■ **Provided passage**:
Doyle Crosswhite, Ozark Rivers Project manager, reported on sediment and nutrient input control.

Noting Marty Roenigk's reputation as a waterfall collector, Crosswhite pledged to work to keep the streams pristine.

He also noted that he is working with counties, including Carroll County, to reduce the impact of sedimentation wash on various streams, including Kings River.

He praised the Roenigks for taking the initiative to buy the property in 1999 while other groups were still wrestling with how to preserve the area, then introduced Marty Roenigk.

Marty Roenigk acknowledged his love of waterfalls and wild forests, and stated that in 1999 he was approached by Tim Ernst regarding photographs taken by Glen Wheeler in the Smith Creek area, including shots of two waterfalls, Hole in the Rock and Rainbow, on Smith Creek.

Having been looking for property to conserve, he contacted an area Realtor who told him the property was being eyed for development. Falling in love with the area, he said, he bought it.

■ **Action item A**:
Duplicate the Smith Creek passage word for word, from "He praised the" to "on Smith Creek.".
■ **Action item B**:
Go on with the Smith Creek passage, starting after its final sentence.
The rows after the Smith Creek passage are not needed.

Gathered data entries
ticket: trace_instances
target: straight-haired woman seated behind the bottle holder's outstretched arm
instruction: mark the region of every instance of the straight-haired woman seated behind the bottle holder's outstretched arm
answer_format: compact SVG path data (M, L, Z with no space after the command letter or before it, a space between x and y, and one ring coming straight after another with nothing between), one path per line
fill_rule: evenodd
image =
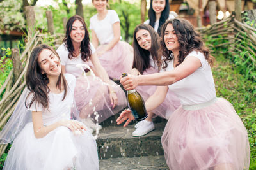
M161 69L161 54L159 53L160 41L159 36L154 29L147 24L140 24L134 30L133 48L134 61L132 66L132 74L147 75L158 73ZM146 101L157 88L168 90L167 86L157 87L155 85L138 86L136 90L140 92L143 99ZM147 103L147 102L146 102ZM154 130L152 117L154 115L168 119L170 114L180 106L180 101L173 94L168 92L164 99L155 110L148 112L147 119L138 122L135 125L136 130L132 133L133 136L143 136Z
* * *
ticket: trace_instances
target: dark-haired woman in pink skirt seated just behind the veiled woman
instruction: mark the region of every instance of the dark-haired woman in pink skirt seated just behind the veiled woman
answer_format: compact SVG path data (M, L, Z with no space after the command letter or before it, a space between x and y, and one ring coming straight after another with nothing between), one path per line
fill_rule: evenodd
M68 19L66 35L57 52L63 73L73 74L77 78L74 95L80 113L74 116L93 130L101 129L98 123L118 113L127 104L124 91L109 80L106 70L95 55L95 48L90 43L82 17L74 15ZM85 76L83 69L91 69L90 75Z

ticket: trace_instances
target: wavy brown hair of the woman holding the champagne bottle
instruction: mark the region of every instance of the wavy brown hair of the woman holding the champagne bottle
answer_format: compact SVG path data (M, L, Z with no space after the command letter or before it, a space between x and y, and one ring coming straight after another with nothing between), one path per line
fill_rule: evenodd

■ **Final answer A**:
He praised the Roenigks for taking the initiative to buy the property in 1999 while other groups were still wrestling with how to preserve the area, then introduced Marty Roenigk.

Marty Roenigk acknowledged his love of waterfalls and wild forests, and stated that in 1999 he was approached by Tim Ernst regarding photographs taken by Glen Wheeler in the Smith Creek area, including shots of two waterfalls, Hole in the Rock and Rainbow, on Smith Creek.

■ **Final answer B**:
"I am pleased to be in a position to support this conservation," he said, noting that Friday night's event was originally to have been a fund-raising effort, before Wal-Mart Foundation announced its $400,000 grant for the project. He singled out the Duppses for arranging the initial meeting with Wal-Mart officials.

On Saturday, approximately 60 persons were to meet at Boxley Church to be shuttled to the property.

With the preservation of the Smith Creek property, $400,000 in matching funds remains, which will be used in studies and other aspects of the area's conservation.

The property connects with six forest conservation areas in Newton County, creating a 24,595-acre forested conservation area. It also serves as an additional connection between the 1.2-million-acre Ozark National Forest and the 95,000-acre Buffalo National River Wilderness Area.